TE BEANTWOORDEN VRAGEN:
**1)** Beantwoord voor elke bewering met ja of nee of die klopt met het fragment, en citeer de woorden uit het fragment die dat bepalen. (a) De Raad heeft een deskundige ingeschakeld. (b) De proceskosten van de appellant zijn begroot op € 3.937,50. (c) Het rapport van de verzekeringsarts bezwaar en beroep is van 22 januari 2024.
**2)** Citeer letterlijk het stuk uit het fragment dat opent met de woorden "De Raad heeft de aangevallen" en sluit met "het griffierecht vergoeden.".
**3)** Van welke rechtbank was de uitspraak waartegen het hoger beroep volgens het fragment gericht was?

AANGELEVERD FRAGMENT:
◆ ◆ ◆ ◆ ◆

ECLI:NL:CRVB:2024:1245
Centrale Raad van Beroep
- Hoger beroep
- Rechtspraak.nl
Herstel van gebrek in medische beoordeling bij WAO-besluit en gevolgen voor proceskosten
In deze zaak heeft de Centrale Raad van Beroep op 13 juni 2024 uitspraak gedaan in hoger beroep tegen een eerdere uitspraak van de rechtbank Overijssel. De zaak betreft een appellant die in beroep ging tegen een besluit van het Uitvoeringsinstituut werknemersverzekeringen (Uwv) van 23 juni 2022, dat voortvloeide uit een eerdere uitspraak van de Raad op 30 november 2023. De Raad had in die tussenuitspraak geconstateerd dat het besluit van 7 augustus 2006 niet deugdelijk was gemotiveerd, omdat er geen rekening was gehouden met de aanwezige psychische problematiek van de appellant. De Raad had het Uwv opgedragen om dit gebrek te herstellen door een verzekeringsarts bezwaar en beroep de Functionele Mogelijkhedenlijst (FML) opnieuw te laten beoordelen.
Het Uwv heeft hierop een rapport van een verzekeringsarts bezwaar en beroep van 22 januari 2024 ingediend, waarin werd geconcludeerd dat de beperkingen in de FML van 20 juli 2006 correct waren vastgesteld. De verzekeringsarts heeft de psychische problematiek van de appellant in 2006 beoordeeld en geconcludeerd dat deze niet leidde tot meer beperkingen dan in de FML was opgenomen. De Raad heeft de argumenten van de appellant, die stelde dat zijn psychische problemen niet goed waren meegenomen, niet overtuigend geacht. De Raad oordeelde dat het rapport van de verzekeringsarts bezwaar en beroep deugdelijk was en dat er geen aanleiding was om een deskundige in te schakelen.
De Raad heeft de aangevallen uitspraak vernietigd, het beroep tegen het bestreden besluit gegrond verklaard en het besluit van 23 juni 2022 vernietigd, met de bepaling dat de rechtsgevolgen van het vernietigde besluit in stand blijven. Tevens is het Uwv veroordeeld in de proceskosten van de appellant, die zijn begroot op € 3.937,50, en moet het Uwv het griffierecht vergoeden.

◆ ◆ ◆ ◆ ◆

OPGESLAGEN GEGEVENS:
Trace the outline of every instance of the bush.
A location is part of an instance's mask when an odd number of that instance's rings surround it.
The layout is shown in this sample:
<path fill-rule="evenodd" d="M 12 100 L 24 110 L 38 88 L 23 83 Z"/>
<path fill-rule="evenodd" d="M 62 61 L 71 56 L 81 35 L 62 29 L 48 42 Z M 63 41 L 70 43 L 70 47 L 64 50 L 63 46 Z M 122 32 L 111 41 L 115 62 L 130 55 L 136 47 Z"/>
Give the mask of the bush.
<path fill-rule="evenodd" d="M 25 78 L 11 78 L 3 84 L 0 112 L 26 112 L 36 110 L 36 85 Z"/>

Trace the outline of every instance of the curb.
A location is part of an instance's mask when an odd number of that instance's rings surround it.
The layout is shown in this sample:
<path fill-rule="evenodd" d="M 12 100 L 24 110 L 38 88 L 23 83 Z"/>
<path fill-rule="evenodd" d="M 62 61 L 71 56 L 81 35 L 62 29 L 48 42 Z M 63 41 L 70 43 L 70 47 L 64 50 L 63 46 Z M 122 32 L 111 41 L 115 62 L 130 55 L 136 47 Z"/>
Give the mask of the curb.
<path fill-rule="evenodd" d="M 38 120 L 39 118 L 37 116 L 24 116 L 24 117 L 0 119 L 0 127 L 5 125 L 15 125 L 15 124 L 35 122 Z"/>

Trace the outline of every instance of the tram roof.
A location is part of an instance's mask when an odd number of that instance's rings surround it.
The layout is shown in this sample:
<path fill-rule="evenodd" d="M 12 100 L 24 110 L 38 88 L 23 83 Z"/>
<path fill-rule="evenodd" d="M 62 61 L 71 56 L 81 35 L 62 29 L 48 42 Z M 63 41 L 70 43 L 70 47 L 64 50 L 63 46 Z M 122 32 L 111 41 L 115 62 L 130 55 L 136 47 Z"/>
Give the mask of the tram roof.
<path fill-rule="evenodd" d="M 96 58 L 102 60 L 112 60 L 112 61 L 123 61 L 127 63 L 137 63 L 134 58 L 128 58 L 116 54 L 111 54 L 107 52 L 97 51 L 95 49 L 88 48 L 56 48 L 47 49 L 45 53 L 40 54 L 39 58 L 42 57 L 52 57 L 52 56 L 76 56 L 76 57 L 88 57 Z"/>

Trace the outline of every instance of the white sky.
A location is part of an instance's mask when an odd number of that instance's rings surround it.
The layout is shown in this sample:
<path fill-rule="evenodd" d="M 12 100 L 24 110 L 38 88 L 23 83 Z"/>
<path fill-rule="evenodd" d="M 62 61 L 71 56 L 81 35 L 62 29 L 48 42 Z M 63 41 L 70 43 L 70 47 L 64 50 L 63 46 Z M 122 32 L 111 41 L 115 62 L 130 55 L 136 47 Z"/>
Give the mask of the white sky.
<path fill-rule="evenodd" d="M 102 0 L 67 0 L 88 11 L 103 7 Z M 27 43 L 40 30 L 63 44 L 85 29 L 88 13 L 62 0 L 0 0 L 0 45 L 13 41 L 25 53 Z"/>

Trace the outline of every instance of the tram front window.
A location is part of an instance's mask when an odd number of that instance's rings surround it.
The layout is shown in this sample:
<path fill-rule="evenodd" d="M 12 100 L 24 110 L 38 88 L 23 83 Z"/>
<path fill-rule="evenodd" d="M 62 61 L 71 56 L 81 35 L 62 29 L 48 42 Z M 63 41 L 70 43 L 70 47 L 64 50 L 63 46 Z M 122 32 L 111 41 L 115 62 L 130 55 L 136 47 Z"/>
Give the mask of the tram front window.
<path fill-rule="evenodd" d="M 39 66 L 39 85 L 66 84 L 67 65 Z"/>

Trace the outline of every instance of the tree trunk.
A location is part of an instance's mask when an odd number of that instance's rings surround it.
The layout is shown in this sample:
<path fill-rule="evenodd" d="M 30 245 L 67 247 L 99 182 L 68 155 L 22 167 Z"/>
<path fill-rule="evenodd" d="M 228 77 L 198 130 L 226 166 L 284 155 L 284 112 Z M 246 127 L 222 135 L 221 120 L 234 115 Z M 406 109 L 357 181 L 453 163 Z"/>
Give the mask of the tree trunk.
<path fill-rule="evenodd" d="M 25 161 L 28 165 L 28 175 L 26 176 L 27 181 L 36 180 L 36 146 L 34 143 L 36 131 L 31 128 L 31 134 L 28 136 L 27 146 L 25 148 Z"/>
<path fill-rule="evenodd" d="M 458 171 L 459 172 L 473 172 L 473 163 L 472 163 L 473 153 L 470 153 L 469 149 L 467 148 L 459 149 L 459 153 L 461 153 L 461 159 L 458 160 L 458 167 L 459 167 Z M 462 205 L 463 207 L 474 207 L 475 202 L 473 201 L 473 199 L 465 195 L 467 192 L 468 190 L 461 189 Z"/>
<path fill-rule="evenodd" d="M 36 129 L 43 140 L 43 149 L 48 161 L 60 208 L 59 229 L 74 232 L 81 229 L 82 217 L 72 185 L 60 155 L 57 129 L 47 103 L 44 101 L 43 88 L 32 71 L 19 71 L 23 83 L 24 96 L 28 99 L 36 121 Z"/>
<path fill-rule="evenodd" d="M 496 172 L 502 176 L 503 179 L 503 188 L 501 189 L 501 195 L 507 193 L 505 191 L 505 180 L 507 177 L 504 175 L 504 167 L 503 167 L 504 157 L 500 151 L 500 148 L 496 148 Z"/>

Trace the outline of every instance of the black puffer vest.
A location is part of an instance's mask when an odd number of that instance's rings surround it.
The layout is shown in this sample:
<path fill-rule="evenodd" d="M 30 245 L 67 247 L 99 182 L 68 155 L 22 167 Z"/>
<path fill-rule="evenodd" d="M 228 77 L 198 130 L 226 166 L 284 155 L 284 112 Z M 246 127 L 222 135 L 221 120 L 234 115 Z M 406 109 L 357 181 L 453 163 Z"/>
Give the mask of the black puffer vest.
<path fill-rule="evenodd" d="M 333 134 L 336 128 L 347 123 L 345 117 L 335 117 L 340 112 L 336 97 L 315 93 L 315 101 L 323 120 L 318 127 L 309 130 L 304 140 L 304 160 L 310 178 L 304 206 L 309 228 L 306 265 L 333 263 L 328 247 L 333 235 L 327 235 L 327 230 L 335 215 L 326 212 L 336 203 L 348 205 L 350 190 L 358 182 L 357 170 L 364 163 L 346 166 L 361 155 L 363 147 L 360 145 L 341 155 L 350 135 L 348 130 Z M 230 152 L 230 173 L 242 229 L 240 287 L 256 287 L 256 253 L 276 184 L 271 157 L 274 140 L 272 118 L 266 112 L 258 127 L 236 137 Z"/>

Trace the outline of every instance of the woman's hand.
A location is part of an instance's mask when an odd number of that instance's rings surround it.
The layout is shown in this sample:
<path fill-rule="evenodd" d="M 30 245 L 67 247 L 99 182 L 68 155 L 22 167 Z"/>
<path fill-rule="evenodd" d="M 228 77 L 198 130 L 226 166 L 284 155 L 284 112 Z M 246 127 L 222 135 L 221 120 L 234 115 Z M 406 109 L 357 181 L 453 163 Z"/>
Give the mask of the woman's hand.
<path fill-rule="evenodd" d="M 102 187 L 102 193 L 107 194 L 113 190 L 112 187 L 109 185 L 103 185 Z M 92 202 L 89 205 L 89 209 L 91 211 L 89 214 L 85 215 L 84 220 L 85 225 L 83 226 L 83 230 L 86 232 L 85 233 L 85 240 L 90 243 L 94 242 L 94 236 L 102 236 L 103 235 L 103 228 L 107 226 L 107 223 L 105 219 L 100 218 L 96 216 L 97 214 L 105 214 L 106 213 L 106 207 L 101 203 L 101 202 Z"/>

◆ ◆ ◆ ◆ ◆

SCHRIFTELIJKE ANTWOORDEN:
**1)**
(a) Nee: "er geen aanleiding was om een deskundige in te schakelen"
(b) Ja: "die zijn begroot op € 3.937,50"
(c) Ja: "een rapport van een verzekeringsarts bezwaar en beroep van 22 januari 2024"

**2)**
De Raad heeft de aangevallen uitspraak vernietigd, het beroep tegen het bestreden besluit gegrond verklaard en het besluit van 23 juni 2022 vernietigd, met de bepaling dat de rechtsgevolgen van het vernietigde besluit in stand blijven. Tevens is het Uwv veroordeeld in de proceskosten van de appellant, die zijn begroot op € 3.937,50, en moet het Uwv het griffierecht vergoeden.

**3)** De rechtbank Overijssel.